Extract to read —
━━━━━━━━━━━━━━━━

Corey Johnson Delivers First Speech  as City Council Speaker

Corey Johnson Delivers First Speech as City Council Speaker

Photo Courtesy of William Alatriste/NY City Council

“The problems and challenges we continue to face are of historic proportions…but the future of our city depends on our ability to confront them,” Johnson said.

By Michael V. Cusenza
Corey Johnson has been elected City Council Speaker and recently delivered his first speech as head of Gotham’s legislative body.
“Over the last four years, under the leadership of Mayor [Bill] de Blasio, Speaker [Melissa] Mark-Viverito, and the members of this council, our city has made significant progress on a number of critical issues: Free universal Pre-K for every four year old in New York City; historically low crime rates and a dramatic decrease in the truly harmful and corrosive practice known as stop-and-frisk; tens of thousands of new units of affordable housing; a dramatic drop in traffic fatalities; the lowest unemployment rate in decades; paid sick leave and living wage laws that are benefiting working families without killing a single job,” Johnson, 35, noted. “But the problems and challenges we continue to face are of historic proportions.”

━━━━━━━━━━━━━━━━

Data provided —
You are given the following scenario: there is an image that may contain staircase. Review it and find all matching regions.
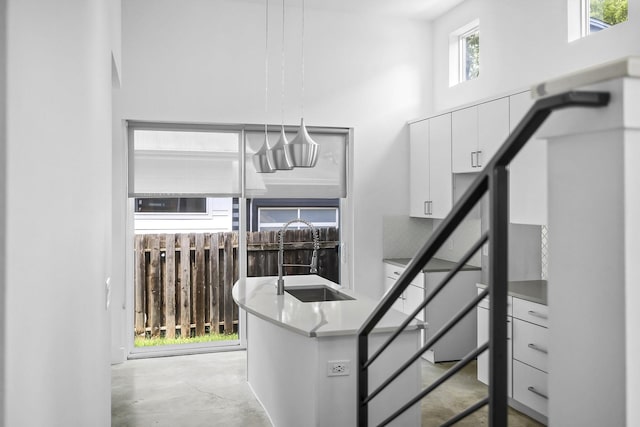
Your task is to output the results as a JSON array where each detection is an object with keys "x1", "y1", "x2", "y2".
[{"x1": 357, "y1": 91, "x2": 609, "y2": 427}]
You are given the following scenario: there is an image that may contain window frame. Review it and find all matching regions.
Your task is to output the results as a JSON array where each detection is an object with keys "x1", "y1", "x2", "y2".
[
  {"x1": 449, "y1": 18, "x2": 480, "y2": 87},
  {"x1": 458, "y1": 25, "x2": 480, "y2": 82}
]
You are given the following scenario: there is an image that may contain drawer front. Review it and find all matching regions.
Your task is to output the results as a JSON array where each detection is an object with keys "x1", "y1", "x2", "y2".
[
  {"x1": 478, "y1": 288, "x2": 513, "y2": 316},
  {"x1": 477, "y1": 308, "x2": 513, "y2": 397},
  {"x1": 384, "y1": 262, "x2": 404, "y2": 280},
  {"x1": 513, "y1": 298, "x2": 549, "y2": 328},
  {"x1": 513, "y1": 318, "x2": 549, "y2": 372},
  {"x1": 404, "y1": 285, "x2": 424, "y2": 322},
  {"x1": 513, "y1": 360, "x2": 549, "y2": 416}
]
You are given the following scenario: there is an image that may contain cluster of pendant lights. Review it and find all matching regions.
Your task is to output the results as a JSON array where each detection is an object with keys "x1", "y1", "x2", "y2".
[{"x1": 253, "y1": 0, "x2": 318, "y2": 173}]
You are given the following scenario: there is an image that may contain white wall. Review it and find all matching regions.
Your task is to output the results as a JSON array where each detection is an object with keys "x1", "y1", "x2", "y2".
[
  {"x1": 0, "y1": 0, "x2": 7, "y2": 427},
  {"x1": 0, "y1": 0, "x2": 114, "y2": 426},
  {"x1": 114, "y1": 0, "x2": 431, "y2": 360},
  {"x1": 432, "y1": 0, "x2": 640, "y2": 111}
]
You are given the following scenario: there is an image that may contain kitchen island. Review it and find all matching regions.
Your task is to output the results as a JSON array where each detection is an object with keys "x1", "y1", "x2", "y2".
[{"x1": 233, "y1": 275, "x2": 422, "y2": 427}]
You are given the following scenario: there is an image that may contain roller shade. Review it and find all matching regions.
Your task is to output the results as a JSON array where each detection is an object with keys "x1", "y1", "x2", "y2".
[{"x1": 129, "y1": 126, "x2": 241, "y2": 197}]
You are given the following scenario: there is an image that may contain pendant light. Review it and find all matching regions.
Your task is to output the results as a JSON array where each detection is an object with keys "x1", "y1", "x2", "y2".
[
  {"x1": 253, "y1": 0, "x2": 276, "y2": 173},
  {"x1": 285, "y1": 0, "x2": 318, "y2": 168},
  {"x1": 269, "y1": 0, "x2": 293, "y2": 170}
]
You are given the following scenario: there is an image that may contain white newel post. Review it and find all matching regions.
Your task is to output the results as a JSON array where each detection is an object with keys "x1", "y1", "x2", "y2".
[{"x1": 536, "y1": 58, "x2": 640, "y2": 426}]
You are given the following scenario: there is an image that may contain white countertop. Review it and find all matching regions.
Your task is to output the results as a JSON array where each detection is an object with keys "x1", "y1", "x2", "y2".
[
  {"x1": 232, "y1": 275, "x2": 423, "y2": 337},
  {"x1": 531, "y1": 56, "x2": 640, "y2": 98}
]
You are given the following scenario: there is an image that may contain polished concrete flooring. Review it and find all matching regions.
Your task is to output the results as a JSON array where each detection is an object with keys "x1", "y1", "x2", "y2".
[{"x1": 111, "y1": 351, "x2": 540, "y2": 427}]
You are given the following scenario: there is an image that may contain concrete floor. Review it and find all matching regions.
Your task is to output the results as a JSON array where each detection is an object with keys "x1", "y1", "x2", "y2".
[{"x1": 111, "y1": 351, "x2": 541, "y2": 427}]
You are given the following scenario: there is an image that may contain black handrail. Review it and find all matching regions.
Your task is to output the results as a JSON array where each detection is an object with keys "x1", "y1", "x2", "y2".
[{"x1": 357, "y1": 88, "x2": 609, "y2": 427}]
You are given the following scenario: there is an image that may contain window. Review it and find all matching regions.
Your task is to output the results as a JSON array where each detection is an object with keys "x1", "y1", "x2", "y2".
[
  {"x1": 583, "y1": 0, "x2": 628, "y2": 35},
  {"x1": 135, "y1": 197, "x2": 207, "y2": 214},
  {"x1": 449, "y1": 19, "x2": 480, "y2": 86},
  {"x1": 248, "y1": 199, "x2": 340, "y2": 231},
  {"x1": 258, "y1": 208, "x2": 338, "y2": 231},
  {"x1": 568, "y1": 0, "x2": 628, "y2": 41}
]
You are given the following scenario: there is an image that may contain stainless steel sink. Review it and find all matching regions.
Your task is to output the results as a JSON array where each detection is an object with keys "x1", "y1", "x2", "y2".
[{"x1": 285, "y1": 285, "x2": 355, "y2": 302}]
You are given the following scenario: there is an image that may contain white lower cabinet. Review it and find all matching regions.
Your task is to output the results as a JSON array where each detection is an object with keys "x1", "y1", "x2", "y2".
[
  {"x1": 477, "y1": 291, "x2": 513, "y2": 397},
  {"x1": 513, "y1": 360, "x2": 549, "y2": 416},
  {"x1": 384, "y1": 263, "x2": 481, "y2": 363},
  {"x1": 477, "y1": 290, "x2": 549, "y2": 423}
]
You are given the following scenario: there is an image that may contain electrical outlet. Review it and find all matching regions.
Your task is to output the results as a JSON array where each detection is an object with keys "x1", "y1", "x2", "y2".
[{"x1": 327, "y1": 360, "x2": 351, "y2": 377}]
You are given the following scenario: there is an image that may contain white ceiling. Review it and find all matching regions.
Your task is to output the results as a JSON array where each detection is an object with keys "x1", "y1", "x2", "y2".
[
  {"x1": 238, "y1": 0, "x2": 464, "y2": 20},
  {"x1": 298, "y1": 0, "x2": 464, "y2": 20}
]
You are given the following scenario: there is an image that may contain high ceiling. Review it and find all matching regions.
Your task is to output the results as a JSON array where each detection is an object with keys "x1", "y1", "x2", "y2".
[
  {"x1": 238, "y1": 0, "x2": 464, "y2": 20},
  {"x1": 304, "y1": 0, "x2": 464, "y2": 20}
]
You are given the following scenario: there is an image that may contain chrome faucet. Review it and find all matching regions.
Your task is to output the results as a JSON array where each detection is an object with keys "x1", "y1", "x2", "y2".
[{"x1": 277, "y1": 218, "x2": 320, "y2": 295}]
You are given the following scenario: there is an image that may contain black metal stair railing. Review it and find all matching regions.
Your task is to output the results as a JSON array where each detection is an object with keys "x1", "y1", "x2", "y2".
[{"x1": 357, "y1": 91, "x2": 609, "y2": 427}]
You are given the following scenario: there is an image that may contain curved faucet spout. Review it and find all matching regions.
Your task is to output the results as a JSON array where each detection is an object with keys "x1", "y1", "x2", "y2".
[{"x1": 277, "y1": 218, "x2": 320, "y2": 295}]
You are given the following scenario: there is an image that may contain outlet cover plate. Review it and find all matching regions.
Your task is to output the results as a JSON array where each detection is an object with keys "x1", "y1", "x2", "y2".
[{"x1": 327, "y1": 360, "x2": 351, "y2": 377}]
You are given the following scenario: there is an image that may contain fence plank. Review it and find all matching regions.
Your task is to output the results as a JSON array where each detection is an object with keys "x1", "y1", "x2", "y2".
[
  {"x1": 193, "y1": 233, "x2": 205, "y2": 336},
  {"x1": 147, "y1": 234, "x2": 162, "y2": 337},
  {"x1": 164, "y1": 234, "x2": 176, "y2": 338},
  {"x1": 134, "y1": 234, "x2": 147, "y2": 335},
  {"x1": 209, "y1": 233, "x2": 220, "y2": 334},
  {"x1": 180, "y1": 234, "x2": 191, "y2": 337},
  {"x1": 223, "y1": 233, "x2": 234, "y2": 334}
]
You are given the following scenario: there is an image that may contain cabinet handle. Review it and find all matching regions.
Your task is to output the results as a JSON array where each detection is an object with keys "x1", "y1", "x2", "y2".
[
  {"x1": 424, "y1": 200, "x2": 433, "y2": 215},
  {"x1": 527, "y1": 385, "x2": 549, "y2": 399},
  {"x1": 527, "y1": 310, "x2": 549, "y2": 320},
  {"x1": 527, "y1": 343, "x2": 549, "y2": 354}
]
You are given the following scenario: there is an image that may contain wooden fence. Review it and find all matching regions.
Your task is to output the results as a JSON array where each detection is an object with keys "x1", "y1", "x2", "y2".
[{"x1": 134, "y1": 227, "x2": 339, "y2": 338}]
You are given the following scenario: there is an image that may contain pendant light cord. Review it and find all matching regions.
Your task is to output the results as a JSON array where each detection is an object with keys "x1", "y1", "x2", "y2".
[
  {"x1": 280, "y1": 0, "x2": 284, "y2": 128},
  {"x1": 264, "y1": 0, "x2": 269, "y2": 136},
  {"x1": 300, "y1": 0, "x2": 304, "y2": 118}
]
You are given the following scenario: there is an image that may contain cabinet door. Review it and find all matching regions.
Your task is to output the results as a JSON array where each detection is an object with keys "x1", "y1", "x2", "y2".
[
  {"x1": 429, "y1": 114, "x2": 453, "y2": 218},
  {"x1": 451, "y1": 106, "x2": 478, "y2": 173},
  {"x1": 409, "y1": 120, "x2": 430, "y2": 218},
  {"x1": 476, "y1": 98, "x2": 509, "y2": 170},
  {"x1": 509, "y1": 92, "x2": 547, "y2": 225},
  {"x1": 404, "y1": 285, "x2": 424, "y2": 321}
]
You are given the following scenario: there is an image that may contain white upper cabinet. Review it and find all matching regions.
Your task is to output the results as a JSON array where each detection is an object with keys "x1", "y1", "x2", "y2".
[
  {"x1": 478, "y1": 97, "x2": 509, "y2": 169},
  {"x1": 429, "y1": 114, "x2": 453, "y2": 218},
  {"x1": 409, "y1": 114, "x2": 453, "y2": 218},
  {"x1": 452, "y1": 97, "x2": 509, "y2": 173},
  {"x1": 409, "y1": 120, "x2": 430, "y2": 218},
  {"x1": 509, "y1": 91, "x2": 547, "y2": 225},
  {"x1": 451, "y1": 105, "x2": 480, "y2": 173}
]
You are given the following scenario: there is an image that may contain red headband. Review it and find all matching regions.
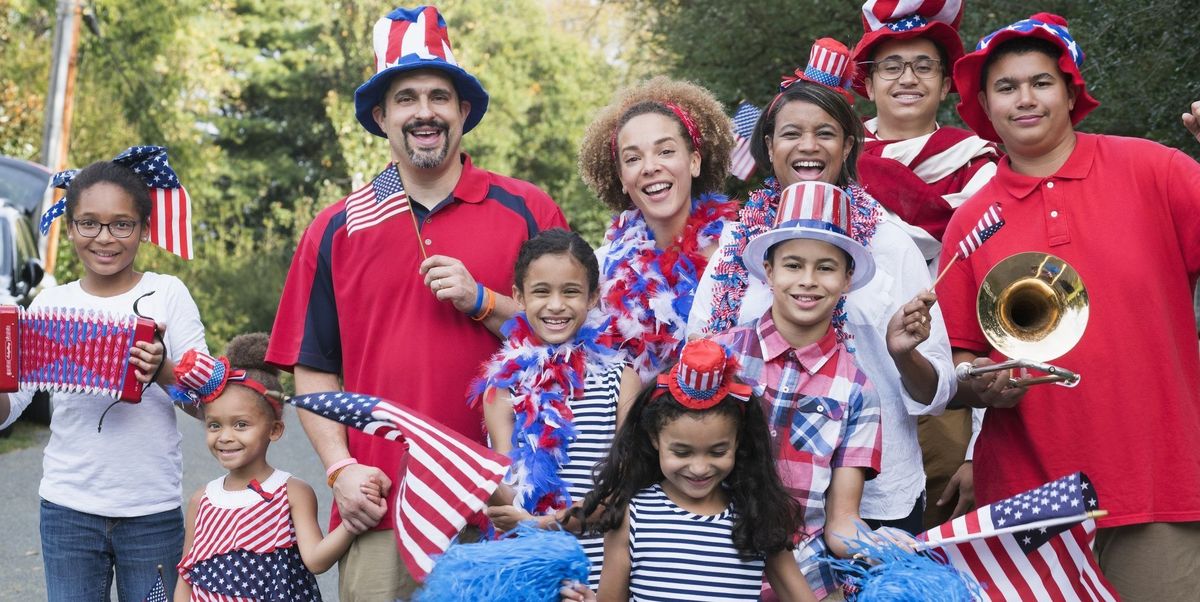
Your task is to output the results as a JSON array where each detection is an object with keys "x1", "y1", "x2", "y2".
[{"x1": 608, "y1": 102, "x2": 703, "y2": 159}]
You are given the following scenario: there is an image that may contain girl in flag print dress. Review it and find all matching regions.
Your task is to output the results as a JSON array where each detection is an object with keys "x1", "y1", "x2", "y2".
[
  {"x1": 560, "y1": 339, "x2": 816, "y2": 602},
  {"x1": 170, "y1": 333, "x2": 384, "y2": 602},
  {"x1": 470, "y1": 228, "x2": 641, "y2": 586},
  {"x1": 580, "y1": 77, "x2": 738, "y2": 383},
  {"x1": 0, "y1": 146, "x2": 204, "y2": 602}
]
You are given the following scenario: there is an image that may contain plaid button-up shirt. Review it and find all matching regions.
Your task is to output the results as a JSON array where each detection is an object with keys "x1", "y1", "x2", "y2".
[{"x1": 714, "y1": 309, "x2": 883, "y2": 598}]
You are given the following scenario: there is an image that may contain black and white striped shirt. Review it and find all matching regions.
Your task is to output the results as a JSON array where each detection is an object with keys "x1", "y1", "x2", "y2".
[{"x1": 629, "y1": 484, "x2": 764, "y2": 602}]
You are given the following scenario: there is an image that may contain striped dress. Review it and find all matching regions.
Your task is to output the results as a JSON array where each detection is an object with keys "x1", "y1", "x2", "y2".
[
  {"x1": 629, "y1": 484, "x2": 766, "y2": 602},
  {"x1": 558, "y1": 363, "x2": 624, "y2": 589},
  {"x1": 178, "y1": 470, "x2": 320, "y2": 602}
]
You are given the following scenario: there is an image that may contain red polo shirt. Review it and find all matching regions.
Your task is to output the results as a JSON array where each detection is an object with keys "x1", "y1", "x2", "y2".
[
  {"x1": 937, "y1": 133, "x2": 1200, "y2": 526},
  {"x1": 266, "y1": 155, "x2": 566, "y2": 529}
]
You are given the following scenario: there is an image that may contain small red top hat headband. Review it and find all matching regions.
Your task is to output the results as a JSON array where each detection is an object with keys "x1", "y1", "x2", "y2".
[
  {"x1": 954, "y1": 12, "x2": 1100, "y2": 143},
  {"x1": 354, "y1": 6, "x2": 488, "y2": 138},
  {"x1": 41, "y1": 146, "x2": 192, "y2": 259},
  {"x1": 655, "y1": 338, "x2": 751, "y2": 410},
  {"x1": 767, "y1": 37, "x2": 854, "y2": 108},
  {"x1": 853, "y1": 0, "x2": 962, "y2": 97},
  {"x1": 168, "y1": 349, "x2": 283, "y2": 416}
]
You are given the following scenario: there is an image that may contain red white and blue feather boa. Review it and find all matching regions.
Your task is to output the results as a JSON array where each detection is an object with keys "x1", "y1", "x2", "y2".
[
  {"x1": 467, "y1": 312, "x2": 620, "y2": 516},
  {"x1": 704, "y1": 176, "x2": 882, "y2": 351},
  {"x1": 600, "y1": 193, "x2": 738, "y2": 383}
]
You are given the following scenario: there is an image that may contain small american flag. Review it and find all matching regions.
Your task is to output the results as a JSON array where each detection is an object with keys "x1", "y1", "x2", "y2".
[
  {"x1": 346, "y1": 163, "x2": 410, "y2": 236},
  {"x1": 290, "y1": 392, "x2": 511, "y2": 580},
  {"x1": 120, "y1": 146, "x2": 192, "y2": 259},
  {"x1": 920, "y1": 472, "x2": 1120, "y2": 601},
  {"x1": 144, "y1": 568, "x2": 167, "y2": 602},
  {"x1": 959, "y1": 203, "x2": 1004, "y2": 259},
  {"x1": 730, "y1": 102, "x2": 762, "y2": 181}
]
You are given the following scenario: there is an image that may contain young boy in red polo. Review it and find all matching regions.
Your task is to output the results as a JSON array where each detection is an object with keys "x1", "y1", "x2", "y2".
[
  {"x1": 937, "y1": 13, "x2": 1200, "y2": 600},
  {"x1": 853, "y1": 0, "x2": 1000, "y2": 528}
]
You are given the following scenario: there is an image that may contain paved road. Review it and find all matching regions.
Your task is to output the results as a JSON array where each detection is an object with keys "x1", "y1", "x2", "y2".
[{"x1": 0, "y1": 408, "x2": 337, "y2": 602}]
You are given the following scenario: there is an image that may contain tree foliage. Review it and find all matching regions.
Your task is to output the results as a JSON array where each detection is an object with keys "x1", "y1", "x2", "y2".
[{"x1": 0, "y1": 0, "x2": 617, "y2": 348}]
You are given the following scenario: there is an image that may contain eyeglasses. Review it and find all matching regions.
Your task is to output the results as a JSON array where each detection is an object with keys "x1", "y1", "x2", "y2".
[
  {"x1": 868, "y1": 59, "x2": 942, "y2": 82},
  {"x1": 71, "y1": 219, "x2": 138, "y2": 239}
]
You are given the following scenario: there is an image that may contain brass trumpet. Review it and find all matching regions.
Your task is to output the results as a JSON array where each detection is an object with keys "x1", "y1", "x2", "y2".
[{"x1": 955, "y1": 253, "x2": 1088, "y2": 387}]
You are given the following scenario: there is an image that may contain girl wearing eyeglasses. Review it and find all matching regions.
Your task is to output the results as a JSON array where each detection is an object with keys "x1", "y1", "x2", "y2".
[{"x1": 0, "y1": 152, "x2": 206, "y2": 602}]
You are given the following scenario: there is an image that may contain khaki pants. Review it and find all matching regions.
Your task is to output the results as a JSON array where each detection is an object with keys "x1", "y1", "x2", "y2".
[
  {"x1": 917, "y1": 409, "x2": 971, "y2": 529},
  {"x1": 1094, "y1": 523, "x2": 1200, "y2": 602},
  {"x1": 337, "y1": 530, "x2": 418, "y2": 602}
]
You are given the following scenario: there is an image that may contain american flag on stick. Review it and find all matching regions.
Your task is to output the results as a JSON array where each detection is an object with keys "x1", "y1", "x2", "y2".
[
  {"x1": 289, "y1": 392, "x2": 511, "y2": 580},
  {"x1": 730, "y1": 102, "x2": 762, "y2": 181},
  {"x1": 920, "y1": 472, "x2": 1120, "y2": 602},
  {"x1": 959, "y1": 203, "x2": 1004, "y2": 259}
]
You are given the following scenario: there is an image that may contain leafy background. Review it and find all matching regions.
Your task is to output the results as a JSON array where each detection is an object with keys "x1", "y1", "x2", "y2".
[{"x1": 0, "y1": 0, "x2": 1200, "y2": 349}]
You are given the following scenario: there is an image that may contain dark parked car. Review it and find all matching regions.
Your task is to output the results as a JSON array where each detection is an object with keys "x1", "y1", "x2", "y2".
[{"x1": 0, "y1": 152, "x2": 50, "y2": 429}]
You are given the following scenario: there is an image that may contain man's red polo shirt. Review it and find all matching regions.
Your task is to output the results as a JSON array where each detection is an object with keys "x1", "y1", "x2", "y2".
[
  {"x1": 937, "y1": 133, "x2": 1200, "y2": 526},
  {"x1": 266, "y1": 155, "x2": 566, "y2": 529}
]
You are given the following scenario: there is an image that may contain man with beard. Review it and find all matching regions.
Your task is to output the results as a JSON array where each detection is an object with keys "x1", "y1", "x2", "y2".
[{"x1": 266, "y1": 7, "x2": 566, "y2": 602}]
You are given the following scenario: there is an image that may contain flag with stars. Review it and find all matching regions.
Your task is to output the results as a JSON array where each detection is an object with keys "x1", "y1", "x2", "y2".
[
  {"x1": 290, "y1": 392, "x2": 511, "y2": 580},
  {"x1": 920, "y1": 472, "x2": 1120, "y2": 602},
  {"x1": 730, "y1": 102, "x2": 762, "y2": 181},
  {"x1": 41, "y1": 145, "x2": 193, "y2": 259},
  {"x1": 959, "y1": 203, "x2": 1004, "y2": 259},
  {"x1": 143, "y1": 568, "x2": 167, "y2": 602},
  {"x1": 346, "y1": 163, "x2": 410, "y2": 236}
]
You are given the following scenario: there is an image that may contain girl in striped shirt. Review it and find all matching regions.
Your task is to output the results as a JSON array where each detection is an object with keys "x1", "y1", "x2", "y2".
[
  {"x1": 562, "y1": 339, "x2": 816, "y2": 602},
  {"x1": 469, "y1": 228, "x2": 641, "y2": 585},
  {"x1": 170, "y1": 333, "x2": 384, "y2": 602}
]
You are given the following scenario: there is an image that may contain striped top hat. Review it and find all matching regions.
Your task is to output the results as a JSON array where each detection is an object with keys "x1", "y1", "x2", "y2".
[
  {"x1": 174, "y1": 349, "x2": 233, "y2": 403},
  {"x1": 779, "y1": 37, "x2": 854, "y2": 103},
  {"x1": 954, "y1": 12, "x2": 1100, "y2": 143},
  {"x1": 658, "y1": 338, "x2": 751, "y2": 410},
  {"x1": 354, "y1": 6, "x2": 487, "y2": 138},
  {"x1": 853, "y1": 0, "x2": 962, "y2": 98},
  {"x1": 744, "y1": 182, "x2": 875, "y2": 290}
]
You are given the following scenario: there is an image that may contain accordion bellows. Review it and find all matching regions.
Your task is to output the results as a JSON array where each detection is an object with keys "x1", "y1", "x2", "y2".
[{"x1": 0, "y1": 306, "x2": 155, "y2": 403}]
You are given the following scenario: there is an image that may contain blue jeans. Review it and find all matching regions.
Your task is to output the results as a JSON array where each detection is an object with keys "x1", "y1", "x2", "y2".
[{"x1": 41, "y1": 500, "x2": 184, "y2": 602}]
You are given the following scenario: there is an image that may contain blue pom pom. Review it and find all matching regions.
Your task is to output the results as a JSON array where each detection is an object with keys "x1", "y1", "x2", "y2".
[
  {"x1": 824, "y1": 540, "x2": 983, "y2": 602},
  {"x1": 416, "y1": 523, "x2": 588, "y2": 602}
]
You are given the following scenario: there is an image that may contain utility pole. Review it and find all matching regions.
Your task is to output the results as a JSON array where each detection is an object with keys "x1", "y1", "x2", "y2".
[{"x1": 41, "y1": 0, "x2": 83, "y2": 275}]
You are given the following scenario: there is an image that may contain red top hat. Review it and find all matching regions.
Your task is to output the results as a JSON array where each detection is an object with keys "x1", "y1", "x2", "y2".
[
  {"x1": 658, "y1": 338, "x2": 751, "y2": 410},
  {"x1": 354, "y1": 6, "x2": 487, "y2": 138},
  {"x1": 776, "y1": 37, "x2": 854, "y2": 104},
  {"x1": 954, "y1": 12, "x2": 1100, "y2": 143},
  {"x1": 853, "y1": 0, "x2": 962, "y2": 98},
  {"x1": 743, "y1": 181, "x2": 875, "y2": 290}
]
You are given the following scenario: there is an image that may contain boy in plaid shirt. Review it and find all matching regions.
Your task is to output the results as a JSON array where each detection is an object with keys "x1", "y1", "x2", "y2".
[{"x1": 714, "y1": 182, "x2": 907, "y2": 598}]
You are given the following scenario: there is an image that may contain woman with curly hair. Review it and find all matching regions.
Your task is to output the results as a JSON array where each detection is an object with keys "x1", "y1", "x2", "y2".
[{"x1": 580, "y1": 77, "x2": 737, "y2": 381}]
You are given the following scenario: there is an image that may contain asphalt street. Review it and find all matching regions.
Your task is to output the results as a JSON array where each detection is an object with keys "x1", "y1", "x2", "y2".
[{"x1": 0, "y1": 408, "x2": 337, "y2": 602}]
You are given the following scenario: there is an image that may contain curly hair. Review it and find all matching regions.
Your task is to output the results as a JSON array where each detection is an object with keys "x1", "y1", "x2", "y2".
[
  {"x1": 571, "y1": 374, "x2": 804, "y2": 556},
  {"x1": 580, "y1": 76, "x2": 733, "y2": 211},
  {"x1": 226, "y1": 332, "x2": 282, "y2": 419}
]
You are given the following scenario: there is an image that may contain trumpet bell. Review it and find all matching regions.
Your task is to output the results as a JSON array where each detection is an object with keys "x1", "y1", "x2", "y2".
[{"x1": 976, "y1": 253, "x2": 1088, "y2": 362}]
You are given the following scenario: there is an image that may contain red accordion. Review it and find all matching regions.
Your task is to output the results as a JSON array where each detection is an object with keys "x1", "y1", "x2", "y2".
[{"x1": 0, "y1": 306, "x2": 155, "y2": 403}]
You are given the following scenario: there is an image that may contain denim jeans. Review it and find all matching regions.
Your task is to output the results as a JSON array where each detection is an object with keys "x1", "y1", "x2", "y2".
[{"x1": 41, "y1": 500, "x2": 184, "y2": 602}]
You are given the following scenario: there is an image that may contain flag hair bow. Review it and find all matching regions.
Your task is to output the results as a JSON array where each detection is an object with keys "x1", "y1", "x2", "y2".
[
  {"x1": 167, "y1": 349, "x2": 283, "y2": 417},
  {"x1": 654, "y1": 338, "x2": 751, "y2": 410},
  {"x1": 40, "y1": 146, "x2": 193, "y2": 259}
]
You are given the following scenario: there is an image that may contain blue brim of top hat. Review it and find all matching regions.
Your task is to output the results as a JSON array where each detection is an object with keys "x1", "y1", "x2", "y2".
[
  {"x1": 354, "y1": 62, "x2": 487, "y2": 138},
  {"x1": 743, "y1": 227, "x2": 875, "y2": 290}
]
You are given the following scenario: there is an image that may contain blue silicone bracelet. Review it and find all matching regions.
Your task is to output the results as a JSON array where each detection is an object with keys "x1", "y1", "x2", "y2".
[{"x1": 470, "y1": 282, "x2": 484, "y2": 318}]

━━━━━━━━━━━━━━━━

Reproduce the full article about Corey Johnson's first speech as City Council Speaker, word for word and unchanged.

Task output —
Corey Johnson Delivers First Speech  as City Council Speaker

Corey Johnson Delivers First Speech as City Council Speaker

Photo Courtesy of William Alatriste/NY City Council

“The problems and challenges we continue to face are of historic proportions…but the future of our city depends on our ability to confront them,” Johnson said.

By Michael V. Cusenza
Corey Johnson has been elected City Council Speaker and recently delivered his first speech as head of Gotham’s legislative body.
“Over the last four years, under the leadership of Mayor [Bill] de Blasio, Speaker [Melissa] Mark-Viverito, and the members of this council, our city has made significant progress on a number of critical issues: Free universal Pre-K for every four year old in New York City; historically low crime rates and a dramatic decrease in the truly harmful and corrosive practice known as stop-and-frisk; tens of thousands of new units of affordable housing; a dramatic drop in traffic fatalities; the lowest unemployment rate in decades; paid sick leave and living wage laws that are benefiting working families without killing a single job,” Johnson, 35, noted. “But the problems and challenges we continue to face are of historic proportions.”